──────── Dataset records

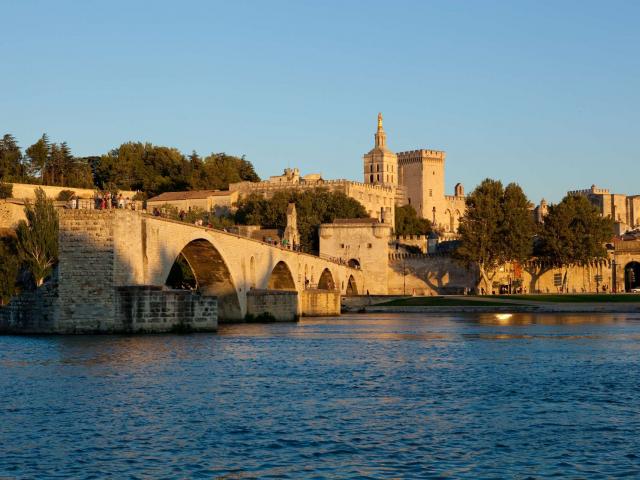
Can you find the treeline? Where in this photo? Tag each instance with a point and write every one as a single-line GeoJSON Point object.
{"type": "Point", "coordinates": [137, 166]}
{"type": "Point", "coordinates": [28, 256]}
{"type": "Point", "coordinates": [313, 207]}
{"type": "Point", "coordinates": [498, 228]}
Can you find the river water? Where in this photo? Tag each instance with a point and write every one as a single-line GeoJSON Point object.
{"type": "Point", "coordinates": [360, 396]}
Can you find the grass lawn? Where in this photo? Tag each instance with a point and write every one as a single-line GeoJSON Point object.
{"type": "Point", "coordinates": [441, 302]}
{"type": "Point", "coordinates": [581, 298]}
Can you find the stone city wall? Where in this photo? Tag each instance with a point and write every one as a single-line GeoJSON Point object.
{"type": "Point", "coordinates": [151, 309]}
{"type": "Point", "coordinates": [32, 311]}
{"type": "Point", "coordinates": [26, 191]}
{"type": "Point", "coordinates": [11, 212]}
{"type": "Point", "coordinates": [416, 274]}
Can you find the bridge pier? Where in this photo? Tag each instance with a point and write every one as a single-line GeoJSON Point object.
{"type": "Point", "coordinates": [101, 251]}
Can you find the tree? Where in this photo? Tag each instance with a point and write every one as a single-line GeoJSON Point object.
{"type": "Point", "coordinates": [6, 190]}
{"type": "Point", "coordinates": [37, 237]}
{"type": "Point", "coordinates": [497, 228]}
{"type": "Point", "coordinates": [11, 166]}
{"type": "Point", "coordinates": [37, 158]}
{"type": "Point", "coordinates": [143, 166]}
{"type": "Point", "coordinates": [313, 207]}
{"type": "Point", "coordinates": [408, 222]}
{"type": "Point", "coordinates": [573, 233]}
{"type": "Point", "coordinates": [218, 170]}
{"type": "Point", "coordinates": [9, 268]}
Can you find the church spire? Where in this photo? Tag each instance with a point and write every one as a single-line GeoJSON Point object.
{"type": "Point", "coordinates": [381, 137]}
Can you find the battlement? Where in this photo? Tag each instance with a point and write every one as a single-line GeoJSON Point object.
{"type": "Point", "coordinates": [590, 191]}
{"type": "Point", "coordinates": [415, 156]}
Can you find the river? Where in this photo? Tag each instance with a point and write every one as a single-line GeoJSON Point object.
{"type": "Point", "coordinates": [360, 396]}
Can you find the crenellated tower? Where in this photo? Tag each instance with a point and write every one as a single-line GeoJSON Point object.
{"type": "Point", "coordinates": [381, 164]}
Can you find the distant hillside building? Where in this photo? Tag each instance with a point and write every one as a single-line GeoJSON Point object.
{"type": "Point", "coordinates": [623, 209]}
{"type": "Point", "coordinates": [414, 177]}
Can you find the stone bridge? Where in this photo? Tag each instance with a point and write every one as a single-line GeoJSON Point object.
{"type": "Point", "coordinates": [101, 251]}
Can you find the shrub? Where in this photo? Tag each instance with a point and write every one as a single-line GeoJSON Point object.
{"type": "Point", "coordinates": [65, 195]}
{"type": "Point", "coordinates": [6, 190]}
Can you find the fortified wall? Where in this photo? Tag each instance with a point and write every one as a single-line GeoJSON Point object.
{"type": "Point", "coordinates": [92, 291]}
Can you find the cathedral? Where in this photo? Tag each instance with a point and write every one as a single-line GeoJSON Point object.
{"type": "Point", "coordinates": [417, 178]}
{"type": "Point", "coordinates": [414, 177]}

────────────────

### Work to be completed
Write out the rows again from the line containing "Can you find the cathedral?" through the end of the rows, both included. Leave the requests unchanged, but multiply every coordinate in the answers by 1.55 and round each to a whole number, rounding halves up.

### Solution for this task
Can you find the cathedral? Where in this photo? Tag each instance with a point and write every one as a single-line GeoJSON Point object.
{"type": "Point", "coordinates": [646, 276]}
{"type": "Point", "coordinates": [642, 274]}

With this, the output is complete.